%%

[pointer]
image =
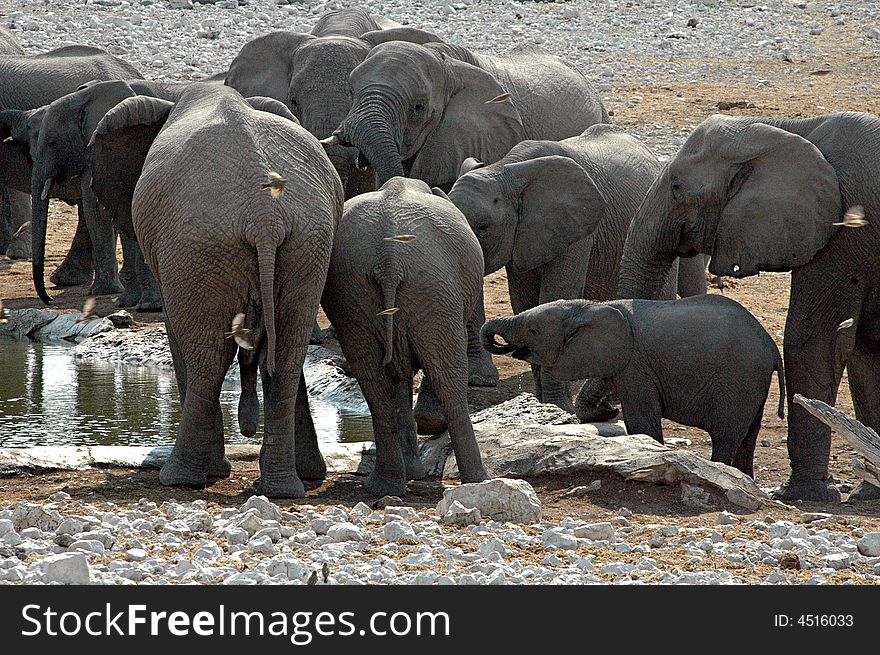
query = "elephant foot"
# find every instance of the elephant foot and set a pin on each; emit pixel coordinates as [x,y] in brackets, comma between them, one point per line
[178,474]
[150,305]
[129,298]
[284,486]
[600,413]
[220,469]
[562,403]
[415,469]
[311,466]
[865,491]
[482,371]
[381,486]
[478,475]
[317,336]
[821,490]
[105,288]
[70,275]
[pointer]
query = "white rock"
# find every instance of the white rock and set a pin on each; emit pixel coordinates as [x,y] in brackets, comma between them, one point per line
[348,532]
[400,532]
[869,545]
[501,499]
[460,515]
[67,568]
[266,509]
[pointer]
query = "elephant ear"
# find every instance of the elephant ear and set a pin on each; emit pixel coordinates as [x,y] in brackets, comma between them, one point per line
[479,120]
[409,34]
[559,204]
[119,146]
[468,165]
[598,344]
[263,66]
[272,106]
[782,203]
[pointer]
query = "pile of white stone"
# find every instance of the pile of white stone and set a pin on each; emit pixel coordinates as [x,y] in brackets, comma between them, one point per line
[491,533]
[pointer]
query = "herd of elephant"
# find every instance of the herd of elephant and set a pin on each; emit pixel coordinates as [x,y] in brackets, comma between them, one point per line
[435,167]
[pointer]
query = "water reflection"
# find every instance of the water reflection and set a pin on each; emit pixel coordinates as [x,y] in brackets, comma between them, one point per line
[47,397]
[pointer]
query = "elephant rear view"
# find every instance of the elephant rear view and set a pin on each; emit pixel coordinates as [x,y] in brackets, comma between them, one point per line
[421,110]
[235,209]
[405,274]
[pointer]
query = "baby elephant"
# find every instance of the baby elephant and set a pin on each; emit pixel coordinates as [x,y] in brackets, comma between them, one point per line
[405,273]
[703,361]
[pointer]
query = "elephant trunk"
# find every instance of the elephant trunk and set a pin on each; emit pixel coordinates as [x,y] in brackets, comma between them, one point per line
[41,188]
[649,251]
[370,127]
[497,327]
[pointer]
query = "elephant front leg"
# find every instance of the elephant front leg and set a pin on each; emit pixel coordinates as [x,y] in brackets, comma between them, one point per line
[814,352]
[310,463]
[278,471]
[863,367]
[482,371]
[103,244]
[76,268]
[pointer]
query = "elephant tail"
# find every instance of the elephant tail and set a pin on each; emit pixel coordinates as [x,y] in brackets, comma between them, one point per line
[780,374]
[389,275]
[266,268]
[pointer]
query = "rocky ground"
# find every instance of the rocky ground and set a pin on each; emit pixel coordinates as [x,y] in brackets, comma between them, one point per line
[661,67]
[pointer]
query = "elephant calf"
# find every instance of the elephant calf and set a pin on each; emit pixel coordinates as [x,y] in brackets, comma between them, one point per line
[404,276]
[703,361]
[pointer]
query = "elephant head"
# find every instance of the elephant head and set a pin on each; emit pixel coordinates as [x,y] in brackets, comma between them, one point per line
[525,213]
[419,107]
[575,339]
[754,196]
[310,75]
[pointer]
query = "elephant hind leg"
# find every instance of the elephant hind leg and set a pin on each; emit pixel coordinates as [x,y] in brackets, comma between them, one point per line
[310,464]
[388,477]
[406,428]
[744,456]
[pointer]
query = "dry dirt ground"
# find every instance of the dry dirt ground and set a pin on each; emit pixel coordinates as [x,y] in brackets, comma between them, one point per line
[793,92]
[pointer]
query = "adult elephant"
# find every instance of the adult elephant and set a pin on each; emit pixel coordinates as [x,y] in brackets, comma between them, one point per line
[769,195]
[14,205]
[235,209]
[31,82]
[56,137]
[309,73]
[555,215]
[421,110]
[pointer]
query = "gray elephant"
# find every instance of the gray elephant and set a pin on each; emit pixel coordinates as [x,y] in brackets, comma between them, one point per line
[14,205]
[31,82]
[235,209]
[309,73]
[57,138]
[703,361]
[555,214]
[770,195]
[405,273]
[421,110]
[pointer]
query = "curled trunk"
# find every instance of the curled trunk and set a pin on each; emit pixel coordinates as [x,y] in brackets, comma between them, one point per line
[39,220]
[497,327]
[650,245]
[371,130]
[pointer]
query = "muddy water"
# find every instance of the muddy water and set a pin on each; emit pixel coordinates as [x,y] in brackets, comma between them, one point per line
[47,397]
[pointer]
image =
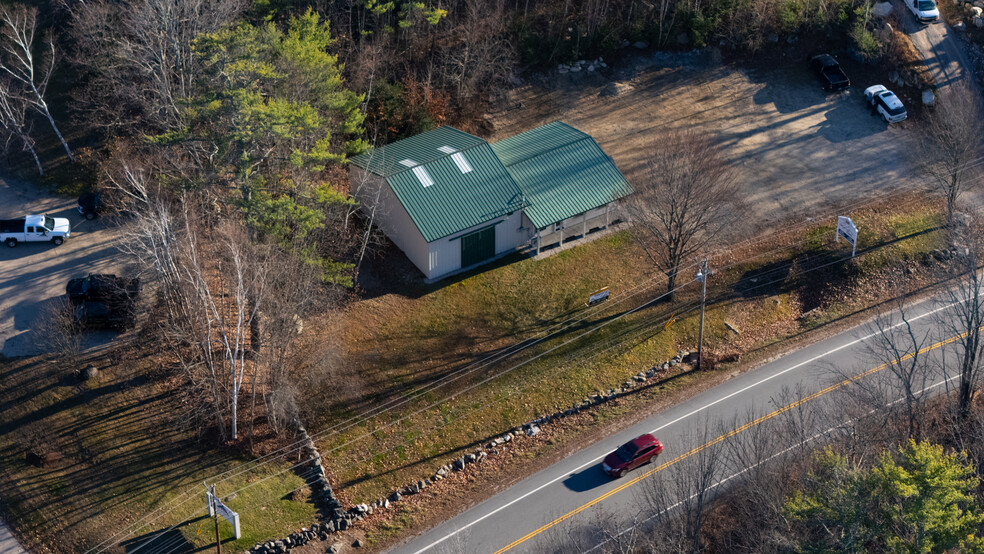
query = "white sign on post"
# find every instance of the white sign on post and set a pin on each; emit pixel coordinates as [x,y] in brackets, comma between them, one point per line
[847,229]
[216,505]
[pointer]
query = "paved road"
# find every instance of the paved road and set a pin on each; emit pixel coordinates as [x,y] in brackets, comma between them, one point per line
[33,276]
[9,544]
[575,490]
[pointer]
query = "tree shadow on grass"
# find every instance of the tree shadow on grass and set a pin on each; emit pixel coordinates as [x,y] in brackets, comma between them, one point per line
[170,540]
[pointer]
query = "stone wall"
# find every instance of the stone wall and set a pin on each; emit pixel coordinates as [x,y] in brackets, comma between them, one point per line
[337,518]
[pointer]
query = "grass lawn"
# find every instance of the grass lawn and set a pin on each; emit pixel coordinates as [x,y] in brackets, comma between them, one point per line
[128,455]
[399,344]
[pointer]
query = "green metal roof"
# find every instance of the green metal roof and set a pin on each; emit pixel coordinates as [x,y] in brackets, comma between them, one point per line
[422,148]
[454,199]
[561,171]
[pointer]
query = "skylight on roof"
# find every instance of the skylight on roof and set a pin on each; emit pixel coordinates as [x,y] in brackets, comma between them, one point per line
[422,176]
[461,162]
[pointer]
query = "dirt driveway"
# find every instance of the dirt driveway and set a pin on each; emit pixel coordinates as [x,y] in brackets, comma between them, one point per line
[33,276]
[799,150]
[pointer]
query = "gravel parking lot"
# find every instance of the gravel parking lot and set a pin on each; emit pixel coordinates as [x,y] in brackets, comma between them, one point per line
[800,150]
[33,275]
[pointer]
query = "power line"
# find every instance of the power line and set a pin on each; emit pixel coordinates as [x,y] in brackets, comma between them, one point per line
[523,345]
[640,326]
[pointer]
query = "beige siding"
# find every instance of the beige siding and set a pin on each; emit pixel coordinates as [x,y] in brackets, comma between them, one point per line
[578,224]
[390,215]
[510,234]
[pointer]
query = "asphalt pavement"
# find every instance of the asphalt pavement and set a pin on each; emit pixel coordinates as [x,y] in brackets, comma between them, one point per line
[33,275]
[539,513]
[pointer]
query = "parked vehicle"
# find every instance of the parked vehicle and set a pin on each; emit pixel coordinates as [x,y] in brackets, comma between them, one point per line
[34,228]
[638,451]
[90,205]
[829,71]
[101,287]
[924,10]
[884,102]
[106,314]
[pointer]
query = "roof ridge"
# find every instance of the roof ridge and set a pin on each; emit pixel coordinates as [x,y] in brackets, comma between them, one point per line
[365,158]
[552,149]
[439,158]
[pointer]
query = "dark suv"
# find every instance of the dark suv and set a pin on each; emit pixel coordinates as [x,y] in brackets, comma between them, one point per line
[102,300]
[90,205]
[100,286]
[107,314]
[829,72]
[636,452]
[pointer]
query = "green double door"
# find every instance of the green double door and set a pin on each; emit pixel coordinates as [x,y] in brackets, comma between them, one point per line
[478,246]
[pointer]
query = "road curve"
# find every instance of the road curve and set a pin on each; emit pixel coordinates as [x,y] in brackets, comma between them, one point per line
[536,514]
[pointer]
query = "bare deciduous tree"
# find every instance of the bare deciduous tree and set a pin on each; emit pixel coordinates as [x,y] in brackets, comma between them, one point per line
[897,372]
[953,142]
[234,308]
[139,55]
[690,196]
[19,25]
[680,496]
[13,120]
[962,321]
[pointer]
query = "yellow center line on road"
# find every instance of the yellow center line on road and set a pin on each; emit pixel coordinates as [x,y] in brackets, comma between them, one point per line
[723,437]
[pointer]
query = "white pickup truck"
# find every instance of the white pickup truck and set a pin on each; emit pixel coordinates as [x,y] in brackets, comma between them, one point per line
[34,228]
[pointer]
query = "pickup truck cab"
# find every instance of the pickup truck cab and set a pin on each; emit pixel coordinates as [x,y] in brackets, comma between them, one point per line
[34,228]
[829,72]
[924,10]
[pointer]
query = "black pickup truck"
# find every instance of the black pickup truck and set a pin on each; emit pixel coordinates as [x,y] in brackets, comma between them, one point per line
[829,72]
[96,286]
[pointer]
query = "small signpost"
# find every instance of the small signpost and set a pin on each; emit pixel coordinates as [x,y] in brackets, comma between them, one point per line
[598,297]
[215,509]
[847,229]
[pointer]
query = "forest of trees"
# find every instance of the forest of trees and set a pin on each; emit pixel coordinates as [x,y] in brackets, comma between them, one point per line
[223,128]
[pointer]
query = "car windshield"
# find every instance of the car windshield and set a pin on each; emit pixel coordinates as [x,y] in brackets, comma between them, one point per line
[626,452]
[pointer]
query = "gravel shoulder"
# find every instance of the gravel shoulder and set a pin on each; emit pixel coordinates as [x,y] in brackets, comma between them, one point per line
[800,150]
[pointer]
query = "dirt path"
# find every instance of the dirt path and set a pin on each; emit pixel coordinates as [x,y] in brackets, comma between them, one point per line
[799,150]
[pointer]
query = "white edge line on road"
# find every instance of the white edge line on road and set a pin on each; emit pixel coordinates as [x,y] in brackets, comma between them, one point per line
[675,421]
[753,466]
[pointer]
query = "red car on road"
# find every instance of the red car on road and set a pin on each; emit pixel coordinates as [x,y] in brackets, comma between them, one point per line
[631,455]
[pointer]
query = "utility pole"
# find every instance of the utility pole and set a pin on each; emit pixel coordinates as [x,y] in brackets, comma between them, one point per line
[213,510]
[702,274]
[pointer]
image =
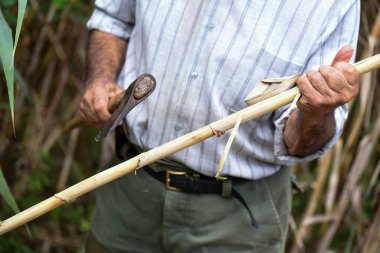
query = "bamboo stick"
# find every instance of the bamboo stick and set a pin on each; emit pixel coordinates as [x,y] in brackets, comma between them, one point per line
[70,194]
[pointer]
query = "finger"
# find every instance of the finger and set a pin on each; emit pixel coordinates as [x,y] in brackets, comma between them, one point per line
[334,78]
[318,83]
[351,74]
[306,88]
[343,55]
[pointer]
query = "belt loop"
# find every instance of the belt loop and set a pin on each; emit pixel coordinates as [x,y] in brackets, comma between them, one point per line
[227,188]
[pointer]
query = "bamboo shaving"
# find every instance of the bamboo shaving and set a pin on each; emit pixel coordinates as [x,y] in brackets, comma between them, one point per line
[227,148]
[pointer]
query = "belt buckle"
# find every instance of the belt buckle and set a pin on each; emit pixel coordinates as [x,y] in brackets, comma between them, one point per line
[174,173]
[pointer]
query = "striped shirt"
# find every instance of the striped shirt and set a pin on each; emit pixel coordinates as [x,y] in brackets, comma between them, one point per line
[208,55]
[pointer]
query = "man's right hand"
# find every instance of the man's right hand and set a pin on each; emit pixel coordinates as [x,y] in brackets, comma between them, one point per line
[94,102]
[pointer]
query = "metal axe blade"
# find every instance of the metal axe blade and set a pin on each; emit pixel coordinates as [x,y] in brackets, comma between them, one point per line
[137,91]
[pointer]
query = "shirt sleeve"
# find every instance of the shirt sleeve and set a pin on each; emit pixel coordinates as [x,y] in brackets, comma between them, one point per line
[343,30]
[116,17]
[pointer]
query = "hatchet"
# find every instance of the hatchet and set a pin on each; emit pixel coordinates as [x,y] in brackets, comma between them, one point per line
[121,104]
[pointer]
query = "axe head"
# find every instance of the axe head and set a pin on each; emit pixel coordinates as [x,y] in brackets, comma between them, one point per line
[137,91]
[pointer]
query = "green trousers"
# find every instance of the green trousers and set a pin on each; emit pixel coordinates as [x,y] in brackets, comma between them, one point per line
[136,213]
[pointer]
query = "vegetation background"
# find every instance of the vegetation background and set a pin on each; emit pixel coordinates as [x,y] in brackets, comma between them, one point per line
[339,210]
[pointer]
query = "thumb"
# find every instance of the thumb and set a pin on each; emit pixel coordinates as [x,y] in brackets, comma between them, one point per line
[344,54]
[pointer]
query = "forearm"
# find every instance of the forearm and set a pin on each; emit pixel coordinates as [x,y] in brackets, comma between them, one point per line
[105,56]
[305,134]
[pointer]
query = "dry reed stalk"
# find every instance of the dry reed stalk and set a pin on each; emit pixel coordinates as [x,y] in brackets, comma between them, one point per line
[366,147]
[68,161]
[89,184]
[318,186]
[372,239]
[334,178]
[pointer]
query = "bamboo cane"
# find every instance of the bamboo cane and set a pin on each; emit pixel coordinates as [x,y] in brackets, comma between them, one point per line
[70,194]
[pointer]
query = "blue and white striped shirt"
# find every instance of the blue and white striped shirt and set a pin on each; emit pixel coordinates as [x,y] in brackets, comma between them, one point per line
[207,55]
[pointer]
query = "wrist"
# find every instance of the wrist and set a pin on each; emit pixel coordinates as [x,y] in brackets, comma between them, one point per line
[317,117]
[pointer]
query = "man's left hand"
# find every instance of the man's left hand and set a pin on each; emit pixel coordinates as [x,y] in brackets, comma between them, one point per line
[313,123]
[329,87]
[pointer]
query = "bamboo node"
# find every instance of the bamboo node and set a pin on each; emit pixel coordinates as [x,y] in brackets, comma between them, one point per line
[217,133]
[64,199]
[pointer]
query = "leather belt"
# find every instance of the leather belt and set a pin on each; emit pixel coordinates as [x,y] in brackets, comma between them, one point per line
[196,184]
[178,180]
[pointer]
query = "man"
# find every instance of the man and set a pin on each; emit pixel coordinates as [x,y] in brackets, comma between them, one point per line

%%

How many lines in the rows above contain the string "shoulder"? Reply with the number only.

2